___ Material for this task

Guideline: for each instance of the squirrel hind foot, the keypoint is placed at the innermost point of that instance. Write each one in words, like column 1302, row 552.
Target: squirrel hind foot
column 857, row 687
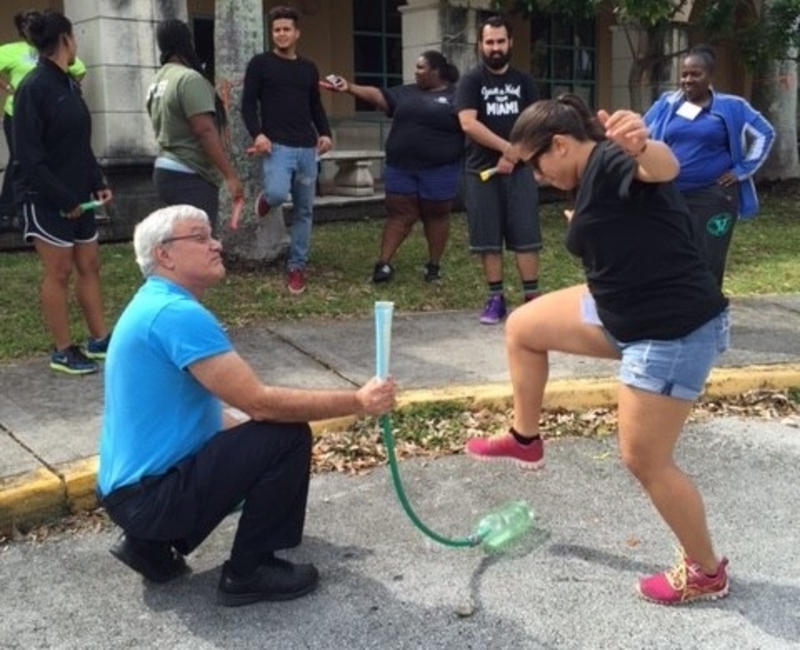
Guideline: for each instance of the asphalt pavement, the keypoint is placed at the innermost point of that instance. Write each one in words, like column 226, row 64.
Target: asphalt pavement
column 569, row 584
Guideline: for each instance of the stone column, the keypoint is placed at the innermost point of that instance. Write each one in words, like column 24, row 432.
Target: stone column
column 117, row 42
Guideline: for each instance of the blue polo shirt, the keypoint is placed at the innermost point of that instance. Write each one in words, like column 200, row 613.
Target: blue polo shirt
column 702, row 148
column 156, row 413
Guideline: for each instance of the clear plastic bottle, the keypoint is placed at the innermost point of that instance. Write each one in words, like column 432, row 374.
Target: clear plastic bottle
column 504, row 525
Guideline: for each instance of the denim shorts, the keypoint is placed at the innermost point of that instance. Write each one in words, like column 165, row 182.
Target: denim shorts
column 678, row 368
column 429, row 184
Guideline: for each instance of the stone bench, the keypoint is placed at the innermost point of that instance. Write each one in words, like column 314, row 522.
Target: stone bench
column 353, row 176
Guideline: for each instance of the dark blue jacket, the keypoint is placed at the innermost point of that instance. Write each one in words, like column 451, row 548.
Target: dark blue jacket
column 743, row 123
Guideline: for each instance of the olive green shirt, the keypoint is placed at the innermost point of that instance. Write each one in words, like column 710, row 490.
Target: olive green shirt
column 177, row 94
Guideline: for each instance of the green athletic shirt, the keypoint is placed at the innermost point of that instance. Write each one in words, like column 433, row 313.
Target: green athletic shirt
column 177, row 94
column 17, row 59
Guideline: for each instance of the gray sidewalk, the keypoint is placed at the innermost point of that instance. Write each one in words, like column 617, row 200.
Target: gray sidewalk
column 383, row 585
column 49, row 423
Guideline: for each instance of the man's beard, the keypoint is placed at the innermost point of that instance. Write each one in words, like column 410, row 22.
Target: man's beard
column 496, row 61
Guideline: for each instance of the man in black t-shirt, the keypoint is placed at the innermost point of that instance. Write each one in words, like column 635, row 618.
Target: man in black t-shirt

______

* _Stated task_: Reproduce the entries word for word, starting at the line that contains "Guideline: for each instance of the denim" and ending with the last line of the entries.

* _Response to the exercise_:
Guideline: for each instance of the denim shorts, the keypoint is placed at the innermost point of that instance. Write each one in words, like column 165, row 182.
Target: denim shorts
column 678, row 368
column 429, row 184
Guideline: for each instance of the stone bench, the keypoint is placed at the innermost point of that instance. Write each one in words, like column 314, row 522.
Target: stone bench
column 353, row 176
Guideline: for each instance of the dark blue jacket, the keypoint is placed at the innermost point of that instance. Write each one in words, like column 451, row 548.
Target: dark blue jacket
column 743, row 123
Guideline: for each instance of the olive green shirt, the keypoint is placed at the innermost point of that instance. Write each one in words, like column 710, row 490.
Target: olive green shirt
column 177, row 94
Guideline: for each instance of the green athletic shirt, the keypoint is placed at the innermost point of that instance. Write each one in words, like column 433, row 313.
Target: green athletic shirt
column 177, row 94
column 17, row 59
Guideline: for each instance of the gray sidewalk, the keypoint is placed at the innermost point of that instance. Write each one in words, like column 617, row 200.
Target: gray sidewalk
column 383, row 585
column 49, row 423
Guideline: for each instance of the man's beard, the keypoint is placed at the innermost point of that instance. Write each one in words, like column 410, row 22.
Target: man's beard
column 496, row 61
Guideline: for each instance of the man in black t-shirt, the keypoint is placed at the innermost point of that instance. Write each one in words, like column 635, row 618.
Target: man in black t-shirt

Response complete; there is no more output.